| What to do |
Copy each of the records below line for line, without changing anything.

| Available data |
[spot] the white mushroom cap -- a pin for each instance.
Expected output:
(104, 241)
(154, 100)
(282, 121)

| Exercise solution |
[spot] the white mushroom cap -- a pin for each instance.
Expected output:
(104, 241)
(154, 100)
(282, 121)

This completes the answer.